### Exercise brief
Print all of the lines exactly. Any picture among them stays out.

::: Dataset entries

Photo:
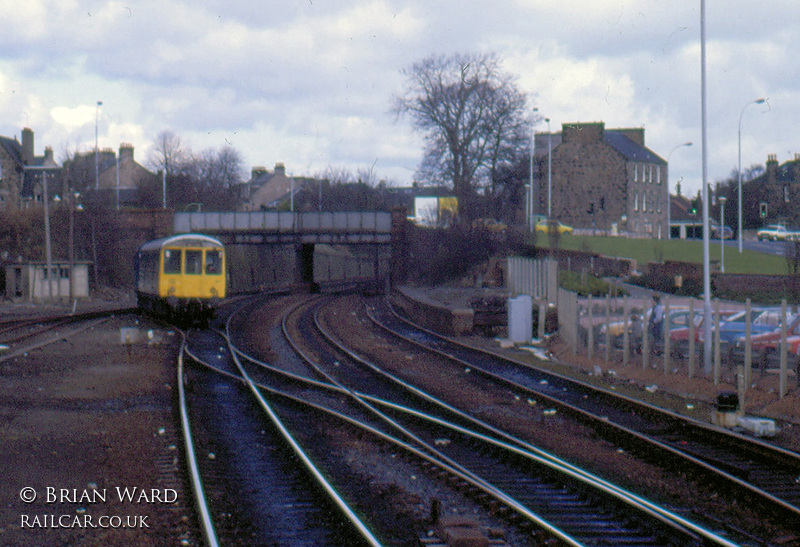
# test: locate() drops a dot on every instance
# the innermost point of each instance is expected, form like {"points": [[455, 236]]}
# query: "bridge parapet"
{"points": [[260, 226]]}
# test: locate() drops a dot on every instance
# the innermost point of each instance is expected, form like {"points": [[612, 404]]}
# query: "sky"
{"points": [[310, 83]]}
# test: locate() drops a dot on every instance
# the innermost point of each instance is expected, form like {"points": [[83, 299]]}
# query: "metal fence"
{"points": [[746, 340]]}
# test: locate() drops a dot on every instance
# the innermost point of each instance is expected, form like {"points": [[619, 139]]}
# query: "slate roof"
{"points": [[629, 149]]}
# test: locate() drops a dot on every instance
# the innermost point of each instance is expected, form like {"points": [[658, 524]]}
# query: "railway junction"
{"points": [[92, 415]]}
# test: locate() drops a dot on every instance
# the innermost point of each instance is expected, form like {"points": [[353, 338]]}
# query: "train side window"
{"points": [[213, 262], [194, 262], [172, 261]]}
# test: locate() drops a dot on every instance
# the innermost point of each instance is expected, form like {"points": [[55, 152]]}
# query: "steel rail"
{"points": [[209, 534], [710, 467], [549, 461], [520, 446], [300, 453]]}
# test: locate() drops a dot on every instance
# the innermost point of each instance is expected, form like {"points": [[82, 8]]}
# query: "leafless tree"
{"points": [[472, 114], [168, 153]]}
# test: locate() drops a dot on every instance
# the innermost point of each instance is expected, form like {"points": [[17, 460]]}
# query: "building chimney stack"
{"points": [[772, 168], [27, 145], [126, 152]]}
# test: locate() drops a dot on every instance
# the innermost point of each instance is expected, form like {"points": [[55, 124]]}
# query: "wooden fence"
{"points": [[615, 329]]}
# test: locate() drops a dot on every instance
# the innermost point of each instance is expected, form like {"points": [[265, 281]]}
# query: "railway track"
{"points": [[250, 485], [540, 493], [20, 336], [733, 463]]}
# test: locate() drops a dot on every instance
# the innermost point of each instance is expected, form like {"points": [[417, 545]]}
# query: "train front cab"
{"points": [[192, 281]]}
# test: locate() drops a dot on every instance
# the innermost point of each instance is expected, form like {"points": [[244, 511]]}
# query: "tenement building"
{"points": [[602, 179]]}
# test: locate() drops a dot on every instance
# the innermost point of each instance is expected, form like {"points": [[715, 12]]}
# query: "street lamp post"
{"points": [[669, 198], [96, 147], [706, 259], [722, 200], [47, 246], [530, 194], [739, 232], [549, 170]]}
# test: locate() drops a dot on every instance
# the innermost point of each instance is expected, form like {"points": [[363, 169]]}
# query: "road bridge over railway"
{"points": [[260, 240], [290, 227]]}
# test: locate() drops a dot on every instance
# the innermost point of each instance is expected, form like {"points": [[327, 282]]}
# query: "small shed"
{"points": [[29, 280]]}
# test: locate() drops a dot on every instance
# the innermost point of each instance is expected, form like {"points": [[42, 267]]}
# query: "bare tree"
{"points": [[168, 154], [472, 115]]}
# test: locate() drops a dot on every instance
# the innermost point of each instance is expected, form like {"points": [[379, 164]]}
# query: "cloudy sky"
{"points": [[310, 82]]}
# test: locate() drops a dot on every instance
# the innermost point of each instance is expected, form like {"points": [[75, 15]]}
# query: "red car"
{"points": [[767, 345]]}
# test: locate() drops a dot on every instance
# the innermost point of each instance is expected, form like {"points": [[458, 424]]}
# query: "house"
{"points": [[23, 174], [107, 179], [271, 190], [772, 197], [602, 179]]}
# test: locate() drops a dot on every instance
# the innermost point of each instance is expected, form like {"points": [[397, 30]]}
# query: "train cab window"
{"points": [[213, 262], [172, 261], [194, 262]]}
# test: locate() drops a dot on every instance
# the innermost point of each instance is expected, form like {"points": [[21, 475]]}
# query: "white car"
{"points": [[776, 232]]}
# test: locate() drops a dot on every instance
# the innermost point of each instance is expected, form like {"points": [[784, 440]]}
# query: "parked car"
{"points": [[546, 226], [494, 226], [678, 318], [761, 320], [679, 338], [776, 232], [766, 345]]}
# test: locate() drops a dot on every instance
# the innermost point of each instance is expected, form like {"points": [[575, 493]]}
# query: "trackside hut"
{"points": [[29, 280]]}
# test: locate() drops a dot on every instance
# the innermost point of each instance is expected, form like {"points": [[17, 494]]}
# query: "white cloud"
{"points": [[311, 83]]}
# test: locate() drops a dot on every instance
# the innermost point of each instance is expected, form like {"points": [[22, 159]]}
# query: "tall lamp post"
{"points": [[529, 200], [549, 170], [706, 259], [96, 147], [739, 233], [669, 198], [47, 247], [722, 200]]}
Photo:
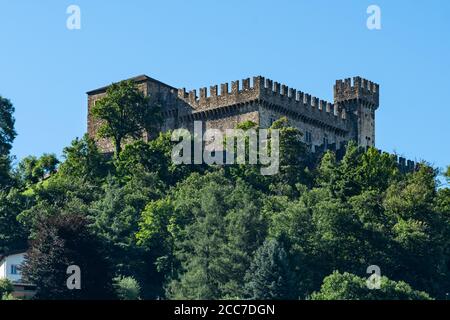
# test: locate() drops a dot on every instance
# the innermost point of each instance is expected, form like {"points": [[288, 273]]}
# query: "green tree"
{"points": [[347, 286], [7, 135], [13, 235], [127, 288], [125, 112], [269, 276], [32, 170], [6, 288], [83, 161], [61, 241], [214, 236]]}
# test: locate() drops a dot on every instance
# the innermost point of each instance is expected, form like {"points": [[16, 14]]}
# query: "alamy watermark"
{"points": [[374, 19], [73, 22], [374, 280], [215, 147], [74, 280]]}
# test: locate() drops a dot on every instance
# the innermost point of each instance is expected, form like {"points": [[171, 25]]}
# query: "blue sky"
{"points": [[45, 69]]}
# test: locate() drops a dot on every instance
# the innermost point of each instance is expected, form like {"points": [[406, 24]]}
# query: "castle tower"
{"points": [[360, 99]]}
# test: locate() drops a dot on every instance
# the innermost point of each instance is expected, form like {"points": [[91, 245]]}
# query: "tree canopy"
{"points": [[141, 227]]}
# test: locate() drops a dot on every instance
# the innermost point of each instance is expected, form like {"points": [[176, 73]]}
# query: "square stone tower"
{"points": [[360, 99]]}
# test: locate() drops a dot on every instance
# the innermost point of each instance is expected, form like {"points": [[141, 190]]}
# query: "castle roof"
{"points": [[138, 79]]}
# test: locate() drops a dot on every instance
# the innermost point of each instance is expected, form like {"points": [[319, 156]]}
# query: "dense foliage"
{"points": [[140, 227]]}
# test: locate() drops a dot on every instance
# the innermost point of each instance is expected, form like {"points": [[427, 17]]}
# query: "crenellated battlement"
{"points": [[263, 100], [357, 88], [269, 92]]}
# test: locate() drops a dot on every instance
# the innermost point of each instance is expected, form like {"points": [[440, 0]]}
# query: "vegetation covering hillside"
{"points": [[140, 227]]}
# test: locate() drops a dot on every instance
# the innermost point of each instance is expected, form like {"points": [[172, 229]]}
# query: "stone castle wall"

::::::

### Full output
Photo:
# test: locate() drops a dot on every instance
# the innermost point of each instance is expected, form like {"points": [[455, 236]]}
# query: "bridge parapet"
{"points": [[260, 226]]}
# test: locate() drops a dot on every instance
# the innermost point of each instance is expected, form like {"points": [[612, 404]]}
# query: "sky"
{"points": [[310, 83]]}
# test: locate() drops a dot on every instance
# the innermost point of each instance is expected, form like {"points": [[83, 299]]}
# query: "metal fence"
{"points": [[746, 340]]}
# test: locate() drops a dot on every instance
# the innermost point of each instance is expected, form like {"points": [[619, 139]]}
# query: "slate roof"
{"points": [[629, 149]]}
# test: locate() drops a dot on every instance
# the innermost point of each instance is expected, form like {"points": [[658, 524]]}
# query: "railway junction"
{"points": [[92, 415]]}
# test: locate() drops a dot on every instance
# the innermost point of each instance is expected, form like {"points": [[353, 338]]}
# query: "train side window"
{"points": [[213, 262], [194, 262], [172, 261]]}
# test: locate() drops a dot on every instance
# the innermost point of each instance is expected, form like {"points": [[55, 152]]}
# query: "steel rail"
{"points": [[209, 534], [710, 467], [549, 461], [520, 446], [300, 453]]}
# test: locate() drops a dot on every instance
# the innermost point of each instance is expected, form like {"points": [[82, 8]]}
# query: "leafless tree"
{"points": [[472, 114], [168, 153]]}
# test: locate() drops a dot on every instance
# the innermost point of each instance is expected, form like {"points": [[17, 460]]}
# query: "building chimney stack"
{"points": [[772, 168], [27, 145], [126, 152]]}
# test: locate() drops a dot on every instance
# the innermost point of each instance is expected, form like {"points": [[55, 124]]}
# query: "wooden fence"
{"points": [[615, 329]]}
# test: locate() drops a dot on every instance
# the innermost point of each instance is expected, form like {"points": [[265, 281]]}
# query: "railway track"
{"points": [[250, 485], [540, 493], [20, 336], [733, 463]]}
# test: locate() drops a dot on every instance
# the innermost point of each instance is expected, form like {"points": [[417, 545]]}
# query: "train front cab"
{"points": [[192, 281]]}
# test: locate() drops a dot on every instance
# the innermost point of each instance is expected, form like {"points": [[244, 511]]}
# query: "tenement building"
{"points": [[602, 179]]}
# test: locate() drops a dot on every instance
# the innermost point of each instance is expected, form like {"points": [[715, 12]]}
# query: "street lamp post"
{"points": [[669, 198], [96, 147], [706, 259], [722, 200], [47, 246], [530, 194], [739, 232], [549, 170]]}
# test: locate() drops a dot on every instance
# the innermost point of each instance is expected, form like {"points": [[363, 169]]}
# query: "road bridge over railway"
{"points": [[260, 240], [290, 227]]}
# test: locate() drops a dot on every instance
# the innermost point of each instance is expected, form like {"points": [[327, 282]]}
# query: "small shed"
{"points": [[29, 280]]}
# test: locate() drops a dot on every instance
# the innermost point of each instance is expected, form like {"points": [[42, 267]]}
# query: "bare tree"
{"points": [[168, 154], [472, 115]]}
# test: locate() drops a dot on every instance
# the innermost point of each instance is expected, form like {"points": [[379, 164]]}
# query: "cloudy sky"
{"points": [[310, 82]]}
# test: locate() drops a dot on every instance
# the innermost point of each instance is expected, form like {"points": [[75, 15]]}
# query: "red car"
{"points": [[767, 345]]}
# test: locate() drops a dot on every instance
# the innermost point of each instance is expected, form like {"points": [[458, 424]]}
# query: "house"
{"points": [[23, 174], [107, 179], [271, 190], [772, 197], [602, 179]]}
# test: locate() drops a dot on every instance
# the innermost point of each instance is expected, form like {"points": [[397, 30]]}
# query: "train cab window"
{"points": [[213, 262], [172, 261], [194, 262]]}
# test: locate() drops a dot on every instance
# the innermost point of each instance is expected, form like {"points": [[21, 475]]}
# query: "white car"
{"points": [[776, 232]]}
# test: locate() drops a dot on every instance
# the innermost point of each instance is expected, form like {"points": [[784, 440]]}
# query: "parked car"
{"points": [[546, 226], [494, 226], [678, 318], [761, 320], [679, 338], [776, 232], [766, 345]]}
# test: locate() drops a dot on every instance
# the innermost point of each instance is expected, form like {"points": [[575, 493]]}
# query: "trackside hut"
{"points": [[29, 280]]}
# test: locate() drops a dot on every instance
# the innermost point of each instance is expected, form like {"points": [[17, 494]]}
# query: "white cloud"
{"points": [[311, 83]]}
# test: locate() drops a dot on every instance
# the innermost point of each instance is expected, form like {"points": [[22, 159]]}
# query: "tall lamp post"
{"points": [[529, 200], [549, 170], [706, 259], [96, 147], [739, 233], [669, 198], [47, 247], [722, 200]]}
Photo:
# test: locate() drops a dot on every instance
# the innermost point of each instance is expected, form like {"points": [[288, 273]]}
# query: "green tree"
{"points": [[347, 286], [7, 135], [13, 235], [127, 288], [125, 112], [269, 276], [32, 170], [6, 288], [83, 161], [61, 241], [214, 236]]}
# test: locate() drops a dot on every instance
# the innermost point of each instance is expected, form like {"points": [[16, 14]]}
# query: "alamy watermark"
{"points": [[374, 19], [73, 22], [374, 280], [215, 147], [74, 280]]}
# test: locate() drops a dot on every instance
# the innermost point of each instance is expected, form like {"points": [[171, 25]]}
# query: "blue sky"
{"points": [[45, 69]]}
# test: locate() drops a dot on every instance
# the innermost point of each instance is expected, form like {"points": [[406, 24]]}
# query: "castle tower"
{"points": [[360, 99]]}
# test: locate() drops a dot on every instance
# the innermost point of each instance is expected, form like {"points": [[91, 245]]}
# query: "tree canopy"
{"points": [[141, 227]]}
# test: locate() drops a dot on every instance
# the innermost point of each instance is expected, form like {"points": [[176, 73]]}
# query: "square stone tower"
{"points": [[360, 99]]}
# test: locate() drops a dot on every instance
# the innermost point of each instance is expected, form like {"points": [[141, 190]]}
# query: "castle roof"
{"points": [[138, 79]]}
# test: locate() drops a dot on every instance
# the innermost point of each instance is expected, form like {"points": [[319, 156]]}
# query: "dense foliage"
{"points": [[140, 227]]}
# test: locate() drops a dot on every instance
# the innermost point of each instance is expected, form like {"points": [[427, 17]]}
# query: "crenellated battlement"
{"points": [[263, 100], [357, 88], [269, 92]]}
# test: locate() drops a dot on every instance
# the innermost point of each instance is expected, form like {"points": [[440, 0]]}
# query: "vegetation covering hillside"
{"points": [[140, 227]]}
# test: locate() drops a dot on every instance
# the innermost point of each instance is expected, form like {"points": [[172, 229]]}
# query: "stone castle wall"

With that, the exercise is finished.